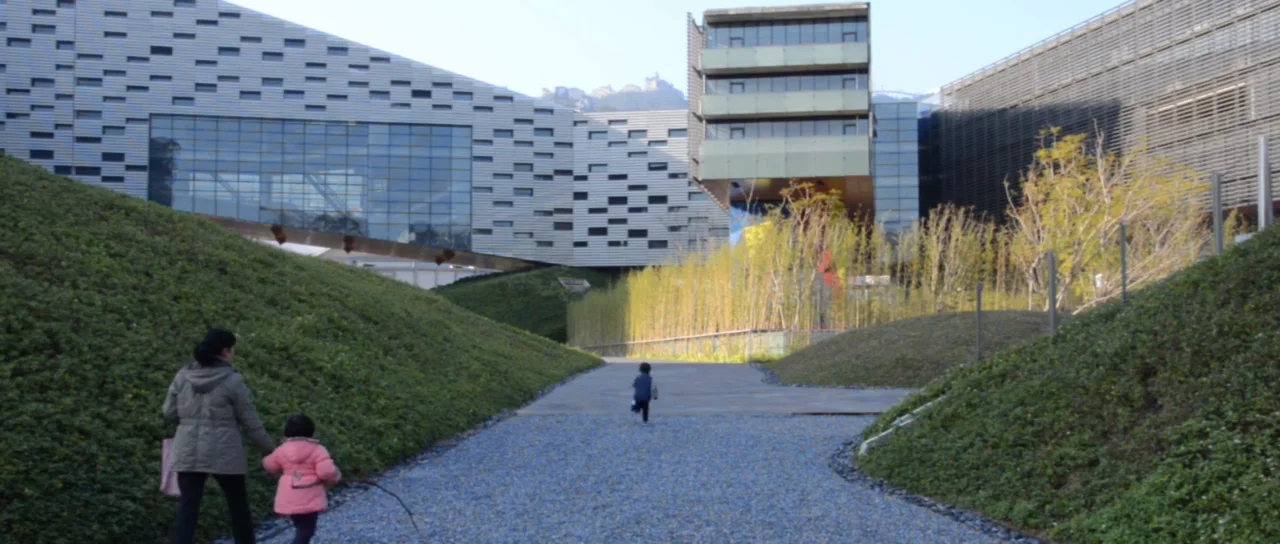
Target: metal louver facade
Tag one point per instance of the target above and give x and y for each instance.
(1194, 81)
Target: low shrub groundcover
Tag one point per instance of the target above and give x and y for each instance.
(533, 301)
(104, 298)
(1153, 421)
(906, 353)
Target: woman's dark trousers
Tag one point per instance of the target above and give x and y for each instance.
(192, 487)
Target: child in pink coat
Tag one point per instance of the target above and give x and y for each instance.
(306, 474)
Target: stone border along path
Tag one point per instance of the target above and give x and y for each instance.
(576, 466)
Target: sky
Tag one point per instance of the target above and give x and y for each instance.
(529, 45)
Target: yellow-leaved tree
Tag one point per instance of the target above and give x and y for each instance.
(1073, 200)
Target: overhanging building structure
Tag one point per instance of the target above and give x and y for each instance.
(778, 95)
(215, 109)
(1197, 82)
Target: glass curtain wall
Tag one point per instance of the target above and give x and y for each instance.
(896, 168)
(407, 183)
(787, 32)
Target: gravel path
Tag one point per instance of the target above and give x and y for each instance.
(594, 479)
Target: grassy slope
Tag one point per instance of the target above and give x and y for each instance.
(104, 297)
(906, 353)
(1150, 423)
(534, 301)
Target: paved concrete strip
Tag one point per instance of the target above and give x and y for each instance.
(705, 389)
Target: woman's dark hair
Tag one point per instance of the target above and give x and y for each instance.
(300, 426)
(210, 350)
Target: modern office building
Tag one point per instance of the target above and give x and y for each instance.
(1197, 82)
(215, 109)
(780, 95)
(896, 159)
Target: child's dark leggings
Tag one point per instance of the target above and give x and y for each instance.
(304, 528)
(643, 407)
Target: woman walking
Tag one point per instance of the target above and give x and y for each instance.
(210, 403)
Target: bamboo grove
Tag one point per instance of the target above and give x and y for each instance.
(807, 266)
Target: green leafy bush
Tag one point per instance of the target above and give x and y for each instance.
(534, 300)
(104, 298)
(906, 353)
(1153, 421)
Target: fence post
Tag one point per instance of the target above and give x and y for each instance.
(1052, 292)
(1265, 201)
(978, 359)
(1216, 181)
(1124, 264)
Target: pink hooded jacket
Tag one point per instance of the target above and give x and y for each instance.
(306, 472)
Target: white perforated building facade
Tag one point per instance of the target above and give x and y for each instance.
(211, 108)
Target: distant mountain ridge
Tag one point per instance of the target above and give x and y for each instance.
(657, 94)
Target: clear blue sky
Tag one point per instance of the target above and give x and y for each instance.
(526, 45)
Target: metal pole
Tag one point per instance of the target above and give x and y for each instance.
(1052, 293)
(1124, 264)
(1265, 201)
(1216, 179)
(978, 359)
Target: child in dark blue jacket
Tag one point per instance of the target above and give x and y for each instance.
(645, 392)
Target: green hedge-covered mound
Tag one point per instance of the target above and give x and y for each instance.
(534, 300)
(1151, 423)
(906, 353)
(103, 300)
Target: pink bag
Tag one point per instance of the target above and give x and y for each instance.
(168, 478)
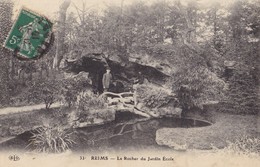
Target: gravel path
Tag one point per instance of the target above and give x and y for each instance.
(12, 110)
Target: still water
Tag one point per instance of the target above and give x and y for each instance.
(128, 132)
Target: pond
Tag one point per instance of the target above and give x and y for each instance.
(127, 132)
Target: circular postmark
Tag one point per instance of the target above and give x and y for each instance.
(31, 36)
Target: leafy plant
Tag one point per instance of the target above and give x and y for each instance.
(245, 145)
(51, 140)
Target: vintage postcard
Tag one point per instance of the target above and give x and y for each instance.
(129, 83)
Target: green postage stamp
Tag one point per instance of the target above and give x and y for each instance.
(30, 35)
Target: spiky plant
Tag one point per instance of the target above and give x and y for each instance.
(51, 140)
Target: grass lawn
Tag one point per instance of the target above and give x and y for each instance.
(16, 123)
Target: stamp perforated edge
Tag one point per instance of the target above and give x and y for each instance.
(15, 20)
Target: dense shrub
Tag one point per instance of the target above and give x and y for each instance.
(194, 83)
(245, 145)
(242, 95)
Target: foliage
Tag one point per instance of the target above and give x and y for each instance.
(242, 95)
(6, 8)
(51, 140)
(245, 145)
(91, 107)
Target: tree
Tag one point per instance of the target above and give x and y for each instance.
(61, 33)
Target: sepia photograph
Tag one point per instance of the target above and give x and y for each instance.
(158, 83)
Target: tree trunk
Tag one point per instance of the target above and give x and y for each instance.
(61, 33)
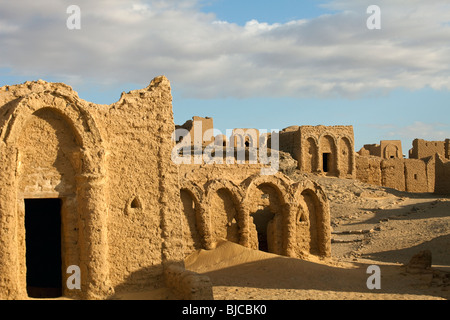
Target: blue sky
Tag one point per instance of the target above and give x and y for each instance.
(258, 64)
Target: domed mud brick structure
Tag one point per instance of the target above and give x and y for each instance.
(94, 187)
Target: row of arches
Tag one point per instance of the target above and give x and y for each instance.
(267, 213)
(333, 156)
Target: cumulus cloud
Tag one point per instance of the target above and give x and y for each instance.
(133, 41)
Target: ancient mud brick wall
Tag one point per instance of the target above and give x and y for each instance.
(327, 150)
(442, 183)
(416, 179)
(196, 129)
(447, 149)
(289, 140)
(110, 166)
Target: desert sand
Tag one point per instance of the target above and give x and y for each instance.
(371, 226)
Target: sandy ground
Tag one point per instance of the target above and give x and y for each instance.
(371, 226)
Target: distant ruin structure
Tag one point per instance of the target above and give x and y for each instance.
(321, 149)
(93, 188)
(387, 149)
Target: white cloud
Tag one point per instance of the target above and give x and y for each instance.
(133, 41)
(420, 130)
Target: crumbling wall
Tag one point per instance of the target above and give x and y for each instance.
(391, 149)
(430, 164)
(199, 129)
(423, 149)
(112, 167)
(368, 169)
(245, 137)
(326, 150)
(393, 174)
(188, 285)
(370, 150)
(416, 179)
(269, 213)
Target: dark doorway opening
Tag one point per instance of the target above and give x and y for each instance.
(326, 162)
(262, 218)
(43, 247)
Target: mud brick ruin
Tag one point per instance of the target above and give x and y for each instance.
(96, 185)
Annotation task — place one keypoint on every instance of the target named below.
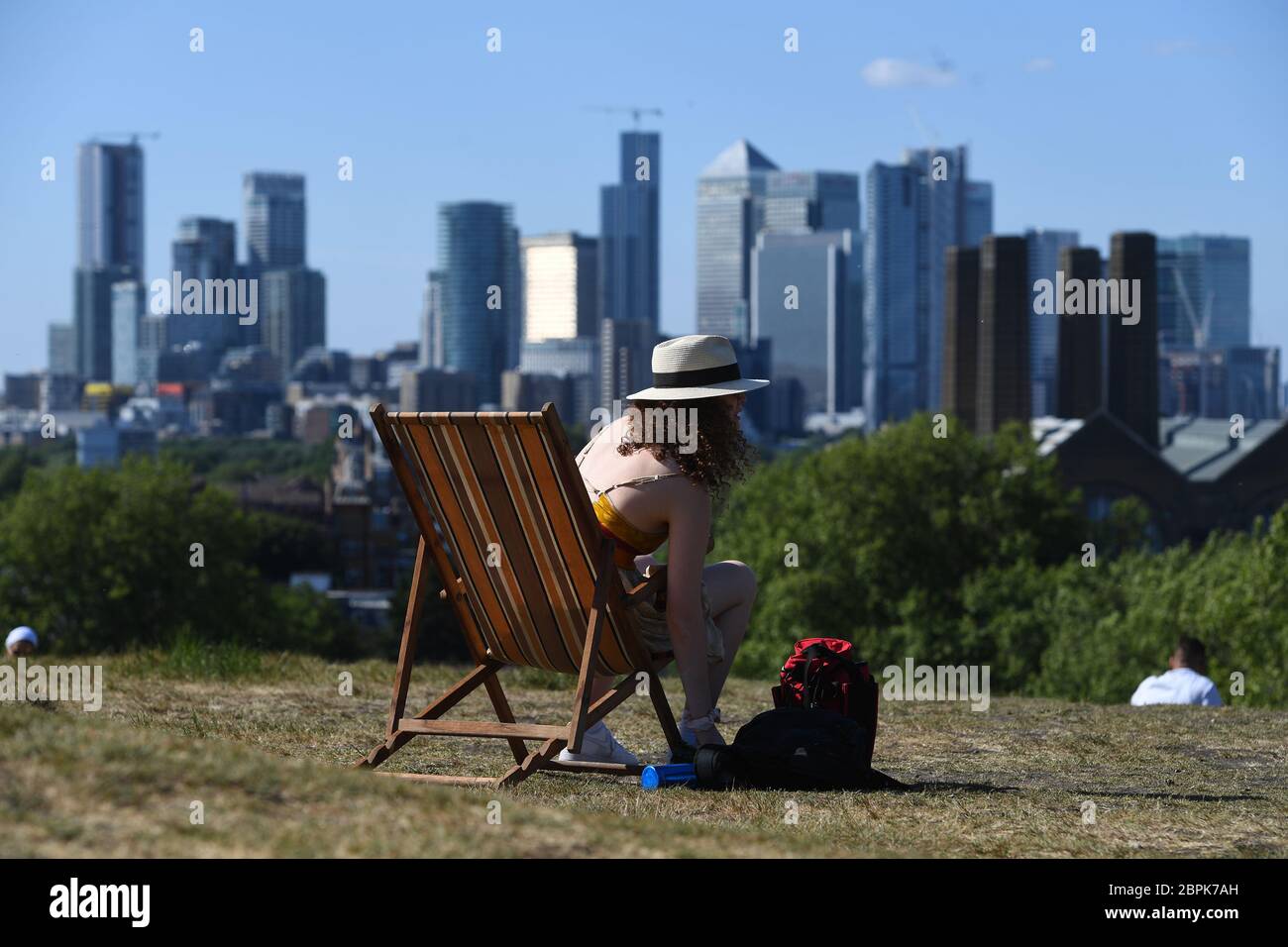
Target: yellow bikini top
(631, 540)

□ □ □

> _WORK ITEM_: Copy the entries exactly. Leave out the images.

> _THE ANSWER_:
Target: metal louver facade
Tag one point per instance of the target above and give x and y for each instance.
(1194, 81)
Target: low shrub groundcover
Tag one point per instance of the target above and give x and y for each instance.
(533, 301)
(104, 298)
(1153, 421)
(906, 353)
Target: woman's dark trousers
Tag one point per instance of the target above and give x and y for each instance.
(192, 487)
Target: child in pink coat
Tag one point per instance of the target above and give x and y for each instance.
(306, 474)
Target: stone border along path
Tag one point per instance of the target above and give x and y for each instance.
(576, 466)
Target: sky
Tag one point per instance of the target above and give x and y for each instance.
(529, 45)
Target: yellow-leaved tree
Tag one point per instance of the target above and give x and y for each instance.
(1073, 200)
Target: overhanging building structure
Tag one point per instance of the target above and give x and y for each instance.
(778, 95)
(215, 109)
(1197, 82)
Target: glass curtain wall
Tag one point per instance of the target above and give x and y for each instance.
(896, 168)
(407, 183)
(787, 32)
Target: gravel path
Tag one point per instance of the target above and give x and y for each instance.
(594, 479)
Target: grassy slope
Tag one point per instance of the target above and give x and y for each instance.
(104, 297)
(906, 353)
(1150, 423)
(534, 301)
Target: paved concrete strip
Tag one point per instance of the target above and give x and y for each instance.
(705, 389)
Target: woman's dark hair
Tag one point per instance of the target above and give x and y for each instance.
(300, 426)
(210, 350)
Target: modern office building
Tag one point per instance of the target above and give x and y for each instance.
(1197, 82)
(215, 109)
(780, 95)
(896, 159)
Target: child's dark leggings
Tag one point per instance of the target above and give x and y for each instance.
(304, 528)
(643, 407)
Target: woman walking
Tag one point per instance of the target above and give x and y for each instance.
(210, 403)
Target: bamboo grove
Tag one point per instance of the target above and give x and y for each instance.
(807, 266)
Target: green leafy bush
Tag one point per instance of the target above and give x and y for each instance.
(534, 300)
(104, 298)
(906, 353)
(1153, 421)
Target: fence post
Tag one point per instance of the target above and give x and y for each instance.
(1052, 292)
(1265, 201)
(978, 359)
(1216, 181)
(1124, 264)
Target: pink hooded jacket
Tag one point per instance of the target above and give x and y for each instance.
(306, 472)
Target: white perforated building facade
Tag one point per instance of the target above and give x and y for each instance.
(211, 108)
Target: distant mountain ridge
Tag one point per instance of the target above and give x and y for each instance.
(657, 94)
Target: clear blue sky
Tag one point per instance of the target above and give x and y for each instance.
(526, 45)
Target: metal pole
Tag one point per instance of the target above and give x and y for each instance.
(1052, 293)
(1124, 264)
(1265, 201)
(1216, 179)
(978, 359)
Target: child in dark blue jacket
Tag one point per instance of the target above and give x and y for each instance.
(645, 392)
Target: green hedge-covered mound
Tag one point per instance of the target above and give x and y for each instance.
(534, 300)
(1151, 423)
(906, 353)
(103, 300)
Target: pink bag
Tag one point per instance of the target above and give x and y for each instance.
(168, 478)
Target: gravel path
Tag one point per instance of the target above and give x and y for each instance.
(12, 110)
Target: still water
Tag one point per instance of the target above and give x and y for each instance.
(128, 132)
Target: pond
Tag one point per instance of the target above and give x and y for each instance.
(127, 132)
Target: circular postmark
Tag one point per instance of the target above and give x and y for each instance.
(31, 36)
Target: leafy plant
Tag one point per instance of the target above and give x and y for each instance.
(245, 145)
(51, 140)
Target: vintage postcard
Tag one point per instance of the target above and give x and y for each instance.
(129, 83)
Target: green postage stamp
Tag one point per instance of the target above and give x and y for each instance.
(30, 35)
Target: spiky plant
Tag one point per instance of the target above and give x and y for each instance.
(51, 140)
Target: grass lawn
Tag one point per instance of the target above and give x and y for each instance.
(16, 123)
Target: stamp perforated edge
Tag one point per instance of the target above and give x and y for each instance.
(15, 20)
Target: dense shrub
Tag one point per instance of the target above and give x and y for each instance.
(194, 83)
(245, 145)
(242, 95)
Target: foliage
Tag one point per instance of the target above and give x and y for each instance.
(242, 95)
(6, 8)
(51, 140)
(245, 145)
(91, 107)
Target: tree
Tag one point per instance of the target above and give x and y for each instance.
(61, 33)
Target: sepia photograph
Tag one point per instance of the target above and give x and y for each instance.
(158, 83)
Target: tree trunk
Tag one point per instance of the target above and give x and y for each instance.
(61, 33)
Target: blue sky
Tag one point per instance of the target above and give x and y for each instance.
(258, 64)
Target: domed mud brick structure
Tag one point per instance of the target above and give x and y for each instance.
(94, 187)
Target: row of arches
Tag one point per instance of the target above and give x and y for each instance.
(267, 213)
(333, 156)
Target: cumulus cloud
Tag one point per instance of the target above and give x and y for each instance.
(133, 41)
Target: ancient mud brick wall
Tag one point per instance of the target above and give x and y for each instance.
(327, 150)
(442, 183)
(416, 179)
(196, 129)
(447, 149)
(289, 140)
(110, 166)
Target: desert sand
Tag one point per instance of the target above and give x and y for each instance.
(371, 226)
Target: sandy ground
Tag one point per instance of the target above and give x and y for each instance.
(371, 226)
Target: distant ruin structure
Tag one point per instance of the target above and give x and y for each instance.
(321, 149)
(93, 188)
(387, 149)
Target: white cloud
Tag one point per instance of the target above and give x and y for each instance.
(133, 41)
(420, 130)
Target: crumbling wall
Tag one point per instance of the target above and give x and y for each instance.
(391, 149)
(430, 164)
(199, 129)
(423, 149)
(112, 167)
(368, 169)
(245, 137)
(326, 150)
(393, 174)
(188, 285)
(370, 150)
(416, 179)
(269, 213)
Target: dark doorway opening
Tag one point per instance of the target above and give x and y for each instance.
(326, 162)
(262, 218)
(43, 247)
Target: mud brick ruin
Tag one point per instance of the target above and give x and y for each instance.
(96, 185)
Annotation task — place one keypoint on every instance of the target named below.
Target: yellow bikini top
(631, 540)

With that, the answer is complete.